(GOAL OF THE EXERCISE):
Only the number is needed: how many lines in the entries below contain the string "window"?

+++ RECORDS FOR PROCESSING

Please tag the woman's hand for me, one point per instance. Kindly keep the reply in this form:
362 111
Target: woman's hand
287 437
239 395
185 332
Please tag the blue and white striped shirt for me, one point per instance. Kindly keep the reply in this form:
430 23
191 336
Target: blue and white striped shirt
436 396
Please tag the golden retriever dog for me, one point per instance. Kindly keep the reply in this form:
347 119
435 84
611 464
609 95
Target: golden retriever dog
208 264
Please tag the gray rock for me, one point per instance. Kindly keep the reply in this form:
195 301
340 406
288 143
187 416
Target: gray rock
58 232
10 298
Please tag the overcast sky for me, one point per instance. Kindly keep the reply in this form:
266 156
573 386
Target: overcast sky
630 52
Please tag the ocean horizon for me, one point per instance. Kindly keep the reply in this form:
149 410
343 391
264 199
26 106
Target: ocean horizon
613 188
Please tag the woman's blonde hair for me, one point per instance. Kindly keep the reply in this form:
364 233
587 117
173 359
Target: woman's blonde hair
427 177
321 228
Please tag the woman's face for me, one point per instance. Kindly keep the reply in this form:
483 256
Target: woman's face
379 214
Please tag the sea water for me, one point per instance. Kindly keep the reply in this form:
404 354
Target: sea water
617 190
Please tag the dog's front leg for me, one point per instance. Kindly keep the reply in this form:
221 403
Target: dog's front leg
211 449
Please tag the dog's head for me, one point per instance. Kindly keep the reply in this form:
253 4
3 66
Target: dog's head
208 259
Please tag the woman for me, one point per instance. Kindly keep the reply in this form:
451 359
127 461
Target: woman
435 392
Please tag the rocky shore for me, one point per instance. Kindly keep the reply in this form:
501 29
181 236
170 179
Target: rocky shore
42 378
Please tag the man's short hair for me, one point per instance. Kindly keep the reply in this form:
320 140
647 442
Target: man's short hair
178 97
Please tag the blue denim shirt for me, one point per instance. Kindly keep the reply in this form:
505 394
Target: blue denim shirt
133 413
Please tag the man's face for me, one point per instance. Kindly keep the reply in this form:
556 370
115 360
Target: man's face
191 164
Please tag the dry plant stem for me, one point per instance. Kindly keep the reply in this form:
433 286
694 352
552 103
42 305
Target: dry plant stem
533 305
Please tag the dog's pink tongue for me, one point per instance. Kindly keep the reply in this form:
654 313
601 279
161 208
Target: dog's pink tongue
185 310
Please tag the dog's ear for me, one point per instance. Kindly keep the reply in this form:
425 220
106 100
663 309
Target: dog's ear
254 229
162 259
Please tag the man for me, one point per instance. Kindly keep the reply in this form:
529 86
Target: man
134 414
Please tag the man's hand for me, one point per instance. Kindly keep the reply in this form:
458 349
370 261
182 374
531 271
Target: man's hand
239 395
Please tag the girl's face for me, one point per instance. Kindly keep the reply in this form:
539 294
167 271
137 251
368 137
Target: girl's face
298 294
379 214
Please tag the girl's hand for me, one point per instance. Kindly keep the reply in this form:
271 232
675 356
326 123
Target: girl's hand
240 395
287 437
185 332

++++++
+++ RECORDS FOR PROCESSING

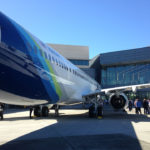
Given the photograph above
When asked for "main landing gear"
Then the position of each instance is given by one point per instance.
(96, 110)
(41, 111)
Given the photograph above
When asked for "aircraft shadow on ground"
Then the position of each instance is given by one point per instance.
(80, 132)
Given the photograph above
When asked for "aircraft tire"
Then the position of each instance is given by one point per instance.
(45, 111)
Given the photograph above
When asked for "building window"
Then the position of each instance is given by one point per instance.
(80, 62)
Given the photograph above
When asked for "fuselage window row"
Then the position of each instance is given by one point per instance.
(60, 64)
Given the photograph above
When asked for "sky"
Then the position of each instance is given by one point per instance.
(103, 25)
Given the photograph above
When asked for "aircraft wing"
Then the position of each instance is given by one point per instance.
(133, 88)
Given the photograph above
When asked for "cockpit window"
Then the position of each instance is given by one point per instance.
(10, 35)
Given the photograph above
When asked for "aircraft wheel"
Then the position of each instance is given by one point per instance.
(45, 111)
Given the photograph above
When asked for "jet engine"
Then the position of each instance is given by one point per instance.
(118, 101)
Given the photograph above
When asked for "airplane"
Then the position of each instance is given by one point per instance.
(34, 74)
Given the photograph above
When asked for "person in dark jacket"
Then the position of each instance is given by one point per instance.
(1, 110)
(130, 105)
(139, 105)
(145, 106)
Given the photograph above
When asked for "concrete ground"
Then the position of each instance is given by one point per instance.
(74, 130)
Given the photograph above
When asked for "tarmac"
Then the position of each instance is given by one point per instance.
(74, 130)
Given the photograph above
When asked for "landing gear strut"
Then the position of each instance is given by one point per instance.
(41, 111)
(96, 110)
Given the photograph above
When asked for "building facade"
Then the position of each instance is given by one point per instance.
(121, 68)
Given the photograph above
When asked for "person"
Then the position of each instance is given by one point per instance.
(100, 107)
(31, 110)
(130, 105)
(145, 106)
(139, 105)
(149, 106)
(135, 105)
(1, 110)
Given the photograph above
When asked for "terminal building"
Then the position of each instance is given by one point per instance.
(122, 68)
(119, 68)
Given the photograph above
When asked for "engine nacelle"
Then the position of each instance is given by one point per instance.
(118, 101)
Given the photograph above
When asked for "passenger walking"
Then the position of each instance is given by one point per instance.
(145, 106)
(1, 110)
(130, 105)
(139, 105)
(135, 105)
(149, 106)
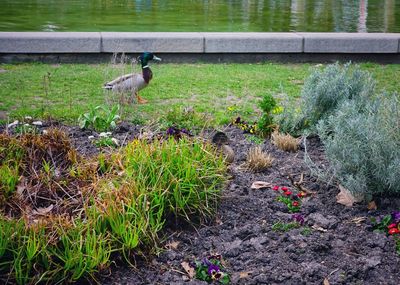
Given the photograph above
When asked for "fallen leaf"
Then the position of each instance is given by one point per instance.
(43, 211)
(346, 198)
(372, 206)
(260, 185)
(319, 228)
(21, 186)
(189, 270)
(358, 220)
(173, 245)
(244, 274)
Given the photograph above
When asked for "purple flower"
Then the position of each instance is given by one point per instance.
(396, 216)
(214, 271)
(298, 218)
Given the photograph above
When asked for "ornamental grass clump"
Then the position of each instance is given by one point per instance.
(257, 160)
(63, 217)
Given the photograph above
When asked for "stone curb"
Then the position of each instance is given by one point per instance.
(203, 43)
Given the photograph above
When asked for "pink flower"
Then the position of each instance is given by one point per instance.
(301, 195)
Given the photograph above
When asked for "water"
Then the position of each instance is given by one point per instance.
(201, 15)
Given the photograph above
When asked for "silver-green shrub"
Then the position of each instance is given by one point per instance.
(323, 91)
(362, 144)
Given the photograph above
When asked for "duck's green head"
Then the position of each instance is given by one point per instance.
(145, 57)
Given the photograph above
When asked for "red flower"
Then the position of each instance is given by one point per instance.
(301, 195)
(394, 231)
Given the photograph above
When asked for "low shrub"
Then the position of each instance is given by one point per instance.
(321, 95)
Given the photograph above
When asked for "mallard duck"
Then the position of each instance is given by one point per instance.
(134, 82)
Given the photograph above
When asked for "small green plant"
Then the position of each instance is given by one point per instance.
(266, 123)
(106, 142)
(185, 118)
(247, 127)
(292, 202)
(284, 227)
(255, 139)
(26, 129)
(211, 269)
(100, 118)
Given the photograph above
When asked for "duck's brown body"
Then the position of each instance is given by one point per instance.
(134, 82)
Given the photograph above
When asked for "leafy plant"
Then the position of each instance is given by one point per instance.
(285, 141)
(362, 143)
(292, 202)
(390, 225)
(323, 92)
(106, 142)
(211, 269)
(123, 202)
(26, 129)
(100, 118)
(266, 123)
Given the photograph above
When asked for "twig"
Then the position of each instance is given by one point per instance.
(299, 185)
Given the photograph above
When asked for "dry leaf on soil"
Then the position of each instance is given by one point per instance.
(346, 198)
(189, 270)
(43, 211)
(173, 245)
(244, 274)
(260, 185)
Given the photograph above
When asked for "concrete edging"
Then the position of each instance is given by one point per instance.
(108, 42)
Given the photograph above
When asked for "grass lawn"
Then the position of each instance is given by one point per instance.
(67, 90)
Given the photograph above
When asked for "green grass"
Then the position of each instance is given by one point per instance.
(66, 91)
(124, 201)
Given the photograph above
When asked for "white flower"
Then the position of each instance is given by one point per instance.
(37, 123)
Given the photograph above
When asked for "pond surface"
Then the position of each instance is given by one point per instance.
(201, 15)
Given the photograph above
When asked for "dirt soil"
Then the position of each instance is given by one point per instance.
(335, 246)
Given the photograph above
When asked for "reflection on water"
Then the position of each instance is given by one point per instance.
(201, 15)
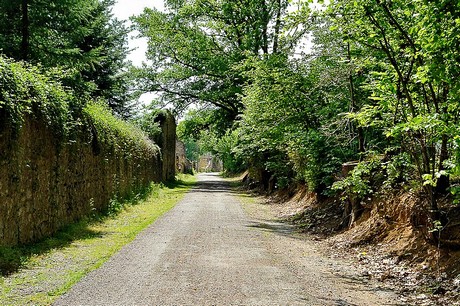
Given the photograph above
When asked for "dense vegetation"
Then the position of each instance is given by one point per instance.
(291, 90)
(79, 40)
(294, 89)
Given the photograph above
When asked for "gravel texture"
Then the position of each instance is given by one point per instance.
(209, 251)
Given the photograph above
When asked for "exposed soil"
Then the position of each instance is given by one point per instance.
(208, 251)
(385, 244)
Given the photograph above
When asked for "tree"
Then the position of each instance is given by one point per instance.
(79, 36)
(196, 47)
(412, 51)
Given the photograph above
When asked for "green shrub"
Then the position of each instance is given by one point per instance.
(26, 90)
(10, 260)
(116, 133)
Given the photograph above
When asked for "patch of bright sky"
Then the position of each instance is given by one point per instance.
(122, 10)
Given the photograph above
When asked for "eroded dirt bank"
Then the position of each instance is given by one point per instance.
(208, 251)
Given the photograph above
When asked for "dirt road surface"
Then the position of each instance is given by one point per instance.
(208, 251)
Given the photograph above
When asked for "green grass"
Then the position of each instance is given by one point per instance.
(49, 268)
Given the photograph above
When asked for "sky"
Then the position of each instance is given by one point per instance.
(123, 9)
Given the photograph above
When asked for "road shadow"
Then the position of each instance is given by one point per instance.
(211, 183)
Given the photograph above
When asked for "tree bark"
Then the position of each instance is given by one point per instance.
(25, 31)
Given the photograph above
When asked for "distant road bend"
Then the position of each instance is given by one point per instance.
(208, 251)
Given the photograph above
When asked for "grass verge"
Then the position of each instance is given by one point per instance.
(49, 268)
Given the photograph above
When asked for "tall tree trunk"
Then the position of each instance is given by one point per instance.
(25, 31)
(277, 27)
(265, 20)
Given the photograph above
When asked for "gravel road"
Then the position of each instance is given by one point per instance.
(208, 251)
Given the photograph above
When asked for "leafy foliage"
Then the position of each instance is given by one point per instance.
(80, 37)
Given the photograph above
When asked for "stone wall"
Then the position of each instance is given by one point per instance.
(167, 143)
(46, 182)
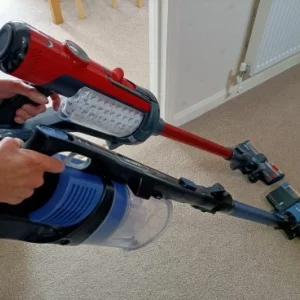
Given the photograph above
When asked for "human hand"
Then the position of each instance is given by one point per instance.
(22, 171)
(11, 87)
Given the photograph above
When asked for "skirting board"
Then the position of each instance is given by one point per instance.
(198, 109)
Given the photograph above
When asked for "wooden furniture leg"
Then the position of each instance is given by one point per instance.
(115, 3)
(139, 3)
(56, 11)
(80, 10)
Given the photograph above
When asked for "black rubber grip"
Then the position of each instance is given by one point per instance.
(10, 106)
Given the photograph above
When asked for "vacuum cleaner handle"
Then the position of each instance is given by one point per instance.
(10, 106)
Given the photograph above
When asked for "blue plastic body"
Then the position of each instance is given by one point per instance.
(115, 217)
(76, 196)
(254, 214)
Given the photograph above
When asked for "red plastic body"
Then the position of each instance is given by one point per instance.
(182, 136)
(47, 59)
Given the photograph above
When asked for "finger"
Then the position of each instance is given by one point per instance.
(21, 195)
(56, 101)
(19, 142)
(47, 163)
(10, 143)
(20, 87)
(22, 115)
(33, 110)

++++++

(ANSWER SECTION):
3